=== PAGE EXTRACT ===
#####
A soycharge? It must feel like downtown Noo Yoick in your local cafe GB!


----------



## Mary (Nov 26, 2014)

I've enjoed rice milk. But generally the cow millk is more suitable for me.


----------



## johnnygee04 (Mar 16, 2015)

I haven't drunk cows milk for years; for reasons now forgotten I switched to rice milk. It has a mild nutty taste, but is very watery, so much so that I now begrudge paying £1.40 for a carton of water. Long story short, it worked well with medium roasts, but I've now switched to oat milk and Italian Job beans and can't drink enough of the stuff! Oat milk has the same consistency as ordinary semi skimmed and the flavour of the stronger roast cuts through perfectly. Must add that I have not attempted to steam either types, just nuked them in the mic.


----------



## aCapybara (Apr 1, 2015)

If the missus is experimenting anyway, there are also Hazelnut and Rice milks available in any large supermarket.

Rice I dunno, I've never had it myself. But Hazelnut is nice enough in a flat white if you like the very subtle flavour it adds - never as creamy as whole moo milk though.

My other half and I went through a long period of him getting goat (yukyukyuk), me getting cow's milk. Cow's milk freezes fine for a handful of weeks, though it can separate if left too long in the freezer.

Treat yourself to some of the gourmet cow's milk you've found from time-to-time, there are more expensive vices!
#####
(Stored items from a collection)
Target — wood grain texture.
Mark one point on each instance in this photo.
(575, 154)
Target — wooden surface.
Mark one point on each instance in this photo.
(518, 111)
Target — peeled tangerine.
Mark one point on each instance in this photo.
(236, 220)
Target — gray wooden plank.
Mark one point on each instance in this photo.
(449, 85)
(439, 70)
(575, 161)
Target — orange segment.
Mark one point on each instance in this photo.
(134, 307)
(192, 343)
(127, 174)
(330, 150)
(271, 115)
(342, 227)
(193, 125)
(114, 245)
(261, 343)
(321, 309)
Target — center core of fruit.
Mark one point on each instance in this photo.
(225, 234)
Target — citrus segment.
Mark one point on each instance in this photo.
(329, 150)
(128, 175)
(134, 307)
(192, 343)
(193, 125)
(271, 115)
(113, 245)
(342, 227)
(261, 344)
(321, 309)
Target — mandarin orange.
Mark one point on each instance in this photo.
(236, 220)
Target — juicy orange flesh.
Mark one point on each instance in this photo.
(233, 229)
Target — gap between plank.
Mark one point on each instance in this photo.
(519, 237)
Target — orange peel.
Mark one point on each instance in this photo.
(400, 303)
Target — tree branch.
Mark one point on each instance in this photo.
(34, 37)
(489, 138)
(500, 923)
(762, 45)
#####
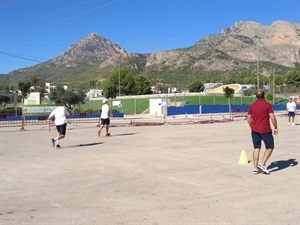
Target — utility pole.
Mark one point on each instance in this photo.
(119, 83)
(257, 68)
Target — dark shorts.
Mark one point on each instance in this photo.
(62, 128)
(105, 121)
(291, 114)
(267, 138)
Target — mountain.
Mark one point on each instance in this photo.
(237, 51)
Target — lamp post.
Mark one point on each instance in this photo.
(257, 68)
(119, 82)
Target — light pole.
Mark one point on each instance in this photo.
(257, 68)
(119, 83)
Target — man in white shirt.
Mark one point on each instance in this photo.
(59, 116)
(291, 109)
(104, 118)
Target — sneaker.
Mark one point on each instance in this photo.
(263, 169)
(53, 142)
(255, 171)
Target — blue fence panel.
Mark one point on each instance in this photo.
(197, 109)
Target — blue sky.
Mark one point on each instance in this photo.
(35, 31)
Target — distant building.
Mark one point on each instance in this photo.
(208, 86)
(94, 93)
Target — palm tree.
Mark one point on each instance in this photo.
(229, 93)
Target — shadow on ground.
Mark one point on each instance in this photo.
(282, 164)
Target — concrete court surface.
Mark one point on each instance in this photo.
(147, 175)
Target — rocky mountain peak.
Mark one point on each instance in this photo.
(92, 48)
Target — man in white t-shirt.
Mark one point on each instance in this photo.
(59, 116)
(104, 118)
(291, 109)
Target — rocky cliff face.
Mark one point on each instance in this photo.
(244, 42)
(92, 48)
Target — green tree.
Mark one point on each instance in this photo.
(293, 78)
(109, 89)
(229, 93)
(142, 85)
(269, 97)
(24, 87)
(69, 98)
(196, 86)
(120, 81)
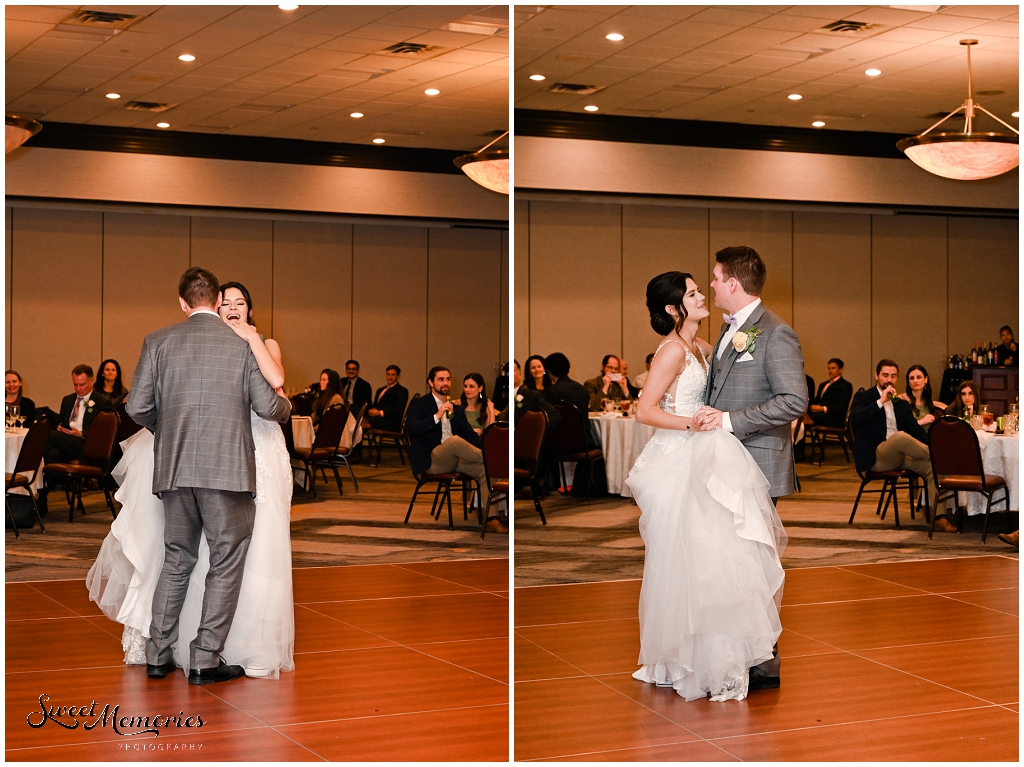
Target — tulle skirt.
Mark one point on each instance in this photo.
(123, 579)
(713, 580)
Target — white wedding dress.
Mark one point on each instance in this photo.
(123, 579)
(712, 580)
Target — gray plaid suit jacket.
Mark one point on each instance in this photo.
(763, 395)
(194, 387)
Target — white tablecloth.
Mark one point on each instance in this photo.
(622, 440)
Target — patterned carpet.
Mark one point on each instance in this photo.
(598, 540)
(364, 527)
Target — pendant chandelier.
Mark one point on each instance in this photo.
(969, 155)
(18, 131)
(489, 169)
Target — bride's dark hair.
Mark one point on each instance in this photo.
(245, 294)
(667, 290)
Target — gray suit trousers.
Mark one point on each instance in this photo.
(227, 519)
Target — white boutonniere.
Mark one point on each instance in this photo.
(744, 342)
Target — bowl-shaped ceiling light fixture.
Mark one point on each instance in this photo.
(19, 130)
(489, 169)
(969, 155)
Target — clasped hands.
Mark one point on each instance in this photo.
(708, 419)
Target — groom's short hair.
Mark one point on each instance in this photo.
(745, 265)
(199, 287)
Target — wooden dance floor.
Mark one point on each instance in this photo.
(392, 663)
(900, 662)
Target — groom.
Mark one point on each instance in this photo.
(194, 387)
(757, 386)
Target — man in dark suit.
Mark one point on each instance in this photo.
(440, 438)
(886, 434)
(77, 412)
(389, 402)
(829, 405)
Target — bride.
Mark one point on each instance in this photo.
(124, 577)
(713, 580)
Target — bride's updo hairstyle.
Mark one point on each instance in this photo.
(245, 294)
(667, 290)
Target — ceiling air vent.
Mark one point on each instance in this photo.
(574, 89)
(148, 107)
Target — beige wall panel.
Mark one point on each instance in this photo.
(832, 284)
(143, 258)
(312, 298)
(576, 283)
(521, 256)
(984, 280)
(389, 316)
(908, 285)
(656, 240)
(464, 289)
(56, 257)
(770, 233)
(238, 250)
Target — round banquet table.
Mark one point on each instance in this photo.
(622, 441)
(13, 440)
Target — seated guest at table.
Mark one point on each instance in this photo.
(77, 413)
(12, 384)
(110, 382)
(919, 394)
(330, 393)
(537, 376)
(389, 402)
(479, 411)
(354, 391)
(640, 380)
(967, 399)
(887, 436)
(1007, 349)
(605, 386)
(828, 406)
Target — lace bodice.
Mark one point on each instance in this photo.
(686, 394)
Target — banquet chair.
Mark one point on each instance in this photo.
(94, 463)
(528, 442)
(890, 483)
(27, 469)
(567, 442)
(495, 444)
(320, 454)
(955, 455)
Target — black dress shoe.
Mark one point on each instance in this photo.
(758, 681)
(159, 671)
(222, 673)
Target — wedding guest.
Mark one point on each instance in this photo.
#####
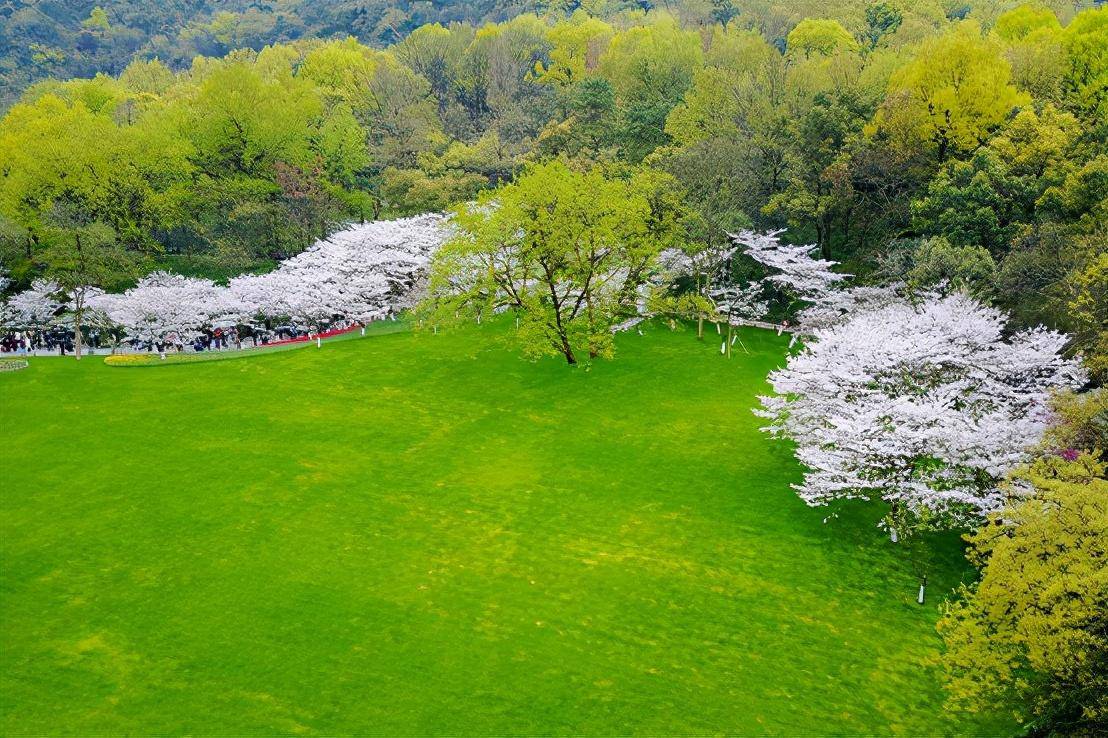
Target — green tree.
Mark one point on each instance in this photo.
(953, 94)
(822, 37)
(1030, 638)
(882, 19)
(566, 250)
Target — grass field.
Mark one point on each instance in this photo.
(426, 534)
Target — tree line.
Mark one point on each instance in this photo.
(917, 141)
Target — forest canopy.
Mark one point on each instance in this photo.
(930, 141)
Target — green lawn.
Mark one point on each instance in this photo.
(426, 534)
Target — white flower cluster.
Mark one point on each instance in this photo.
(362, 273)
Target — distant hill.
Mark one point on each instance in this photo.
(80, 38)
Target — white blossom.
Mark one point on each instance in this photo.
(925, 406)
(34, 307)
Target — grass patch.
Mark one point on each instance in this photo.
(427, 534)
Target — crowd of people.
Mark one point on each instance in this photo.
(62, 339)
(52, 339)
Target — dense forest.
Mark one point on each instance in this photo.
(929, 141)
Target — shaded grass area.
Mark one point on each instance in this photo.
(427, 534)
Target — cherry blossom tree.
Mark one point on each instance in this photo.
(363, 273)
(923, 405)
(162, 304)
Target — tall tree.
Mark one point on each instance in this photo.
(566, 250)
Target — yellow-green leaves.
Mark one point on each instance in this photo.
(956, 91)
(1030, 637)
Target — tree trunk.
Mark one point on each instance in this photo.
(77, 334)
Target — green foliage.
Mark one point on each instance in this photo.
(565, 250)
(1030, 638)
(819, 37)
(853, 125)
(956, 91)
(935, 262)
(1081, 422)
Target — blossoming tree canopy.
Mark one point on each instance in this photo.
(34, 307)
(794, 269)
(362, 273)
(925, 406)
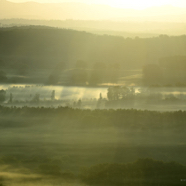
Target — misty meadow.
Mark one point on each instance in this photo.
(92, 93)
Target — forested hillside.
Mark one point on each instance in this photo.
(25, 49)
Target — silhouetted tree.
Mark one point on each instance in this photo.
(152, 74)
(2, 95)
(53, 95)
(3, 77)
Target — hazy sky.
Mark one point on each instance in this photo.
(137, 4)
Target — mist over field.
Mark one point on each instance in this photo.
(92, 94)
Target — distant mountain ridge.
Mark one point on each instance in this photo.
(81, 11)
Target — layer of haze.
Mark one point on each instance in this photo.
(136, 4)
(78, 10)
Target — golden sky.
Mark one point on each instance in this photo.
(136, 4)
#####
=== WRITTEN EXERCISE 1 ===
In the forum thread about milk in coffee, what price does johnnygee04 give for a carton of rice milk?
=== WRITTEN EXERCISE 2 ===
Carry on the forum thread about milk in coffee, picking up after its final post.

=== FINAL ANSWER 1 ===
£1.40

=== FINAL ANSWER 2 ===
----------



## Mrboots2u (May 10, 2013)

Dylan said:


> I have heard Almond recommended, and obviously coffee shops do Soya, but neither of those seem to take your fancy!
> 
> Can I ask why you are experimenting or is it just out of curiosity?


I tried almond and macademia nut milk ....

It wasn't good


----------



## fooby (Apr 7, 2015)

Lactofree is pretty good, my girlfriend is lactose intolerant and I can hardly tell the difference, steams well also.


----------



## hotmetal (Oct 31, 2013)

I think Lactofree is just normal milk with a bit of lactase in it to make up for people who don't produce lactase naturally. Hence it's pretty much indistinguishable from normal cow's milk. We've tried it (although not in coffee) and it's fine. Although only as an experiment because I don't actually think either of us is lactose intolerant. Well, I think I would know by now if I was, given that I get through easily a pint or two a day.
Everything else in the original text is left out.